> **Data lines**
>>>

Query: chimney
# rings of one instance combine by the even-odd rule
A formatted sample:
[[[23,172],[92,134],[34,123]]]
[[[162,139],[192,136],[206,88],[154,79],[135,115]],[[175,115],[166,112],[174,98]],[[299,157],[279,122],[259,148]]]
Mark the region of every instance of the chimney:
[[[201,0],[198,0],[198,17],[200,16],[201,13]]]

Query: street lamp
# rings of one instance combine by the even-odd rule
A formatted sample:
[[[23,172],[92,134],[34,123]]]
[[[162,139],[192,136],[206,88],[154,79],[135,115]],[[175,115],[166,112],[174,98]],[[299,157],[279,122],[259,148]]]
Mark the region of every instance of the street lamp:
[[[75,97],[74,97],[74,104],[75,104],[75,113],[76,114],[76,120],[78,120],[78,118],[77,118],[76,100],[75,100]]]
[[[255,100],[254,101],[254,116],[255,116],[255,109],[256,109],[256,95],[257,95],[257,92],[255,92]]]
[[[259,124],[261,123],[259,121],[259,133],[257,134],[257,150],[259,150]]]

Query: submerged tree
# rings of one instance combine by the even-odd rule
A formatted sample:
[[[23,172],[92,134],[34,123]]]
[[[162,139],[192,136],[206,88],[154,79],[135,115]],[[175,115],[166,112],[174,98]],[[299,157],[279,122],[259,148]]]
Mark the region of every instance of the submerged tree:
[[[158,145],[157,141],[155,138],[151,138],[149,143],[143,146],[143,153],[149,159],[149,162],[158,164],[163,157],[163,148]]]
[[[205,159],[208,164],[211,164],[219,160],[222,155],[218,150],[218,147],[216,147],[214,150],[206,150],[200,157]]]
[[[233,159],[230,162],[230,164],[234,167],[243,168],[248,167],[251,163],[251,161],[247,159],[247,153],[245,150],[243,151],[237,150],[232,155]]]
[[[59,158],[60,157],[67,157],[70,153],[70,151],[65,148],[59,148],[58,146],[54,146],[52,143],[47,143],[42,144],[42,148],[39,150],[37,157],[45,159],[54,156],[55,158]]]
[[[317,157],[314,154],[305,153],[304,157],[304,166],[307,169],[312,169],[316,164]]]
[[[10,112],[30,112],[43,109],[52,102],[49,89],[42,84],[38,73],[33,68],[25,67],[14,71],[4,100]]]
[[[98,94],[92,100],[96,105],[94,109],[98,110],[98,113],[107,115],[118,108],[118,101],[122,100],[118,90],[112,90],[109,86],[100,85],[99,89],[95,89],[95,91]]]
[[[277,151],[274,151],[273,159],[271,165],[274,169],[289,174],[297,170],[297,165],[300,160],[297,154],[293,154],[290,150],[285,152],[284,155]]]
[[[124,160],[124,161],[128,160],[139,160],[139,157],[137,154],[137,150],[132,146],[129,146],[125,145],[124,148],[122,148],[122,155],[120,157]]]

<<<

> **Requirements**
Reproduce every line of the records above without any change, keeping each character, bracket, and line break as it appears.

> **Full response**
Query: chimney
# rings of one instance combine by the even-odd rule
A formatted sample:
[[[23,172],[92,134],[34,123]]]
[[[162,139],[192,136],[206,88],[154,79],[135,115]],[[175,115],[166,112],[174,98]],[[299,157],[279,122],[259,148]]]
Mark the region of every instance of the chimney:
[[[201,0],[198,0],[198,17],[200,16],[201,13]]]

Query: street lamp
# rings of one instance combine by the even-odd rule
A formatted sample:
[[[23,172],[92,134],[34,123]]]
[[[162,139],[192,136],[206,88],[154,79],[135,115]],[[175,115],[166,112],[174,98]],[[299,157],[279,122],[259,148]]]
Mark the region of every instance of the street lamp:
[[[75,97],[74,97],[74,104],[75,104],[75,113],[76,114],[76,120],[78,120],[78,118],[77,118],[76,100],[75,100]]]
[[[255,100],[254,101],[254,116],[255,116],[255,109],[256,109],[256,95],[257,95],[257,92],[255,92]]]
[[[259,124],[261,123],[259,121],[259,133],[257,134],[257,150],[259,150]]]

Query: submerged tree
# rings of one instance combine by the even-odd rule
A formatted sample:
[[[23,172],[92,134],[34,123]]]
[[[162,139],[192,136],[206,88],[154,79],[135,115]],[[175,115],[166,112],[174,98]],[[299,157],[279,122],[259,148]]]
Mark the region of every instance of the submerged tree:
[[[158,145],[157,141],[155,138],[151,138],[149,143],[143,146],[143,153],[149,159],[149,162],[158,164],[163,157],[163,148]]]
[[[205,159],[208,164],[211,164],[219,160],[222,155],[218,150],[218,147],[216,147],[214,150],[206,150],[200,157]]]
[[[233,159],[230,162],[230,164],[234,167],[243,168],[248,167],[251,163],[251,161],[247,159],[247,153],[245,150],[243,151],[237,150],[232,155]]]
[[[59,158],[60,157],[67,157],[70,153],[70,151],[65,148],[59,148],[58,146],[54,146],[52,143],[47,143],[42,144],[42,148],[39,150],[37,157],[45,159],[54,156],[55,158]]]
[[[317,157],[314,154],[305,153],[304,157],[304,166],[307,169],[312,169],[316,164]]]
[[[10,112],[30,112],[43,109],[52,102],[49,89],[42,84],[38,73],[33,68],[25,67],[14,71],[4,100]]]
[[[98,94],[92,100],[96,105],[94,109],[98,110],[98,113],[107,115],[118,108],[118,101],[122,100],[118,90],[112,90],[109,86],[100,85],[99,89],[95,89],[95,91]]]
[[[277,151],[274,151],[273,159],[271,165],[274,169],[289,174],[297,170],[297,165],[300,160],[297,154],[293,154],[290,150],[285,152],[284,155]]]
[[[124,160],[124,161],[128,160],[139,160],[139,157],[137,154],[137,150],[132,146],[129,146],[125,145],[124,148],[122,148],[122,155],[120,157]]]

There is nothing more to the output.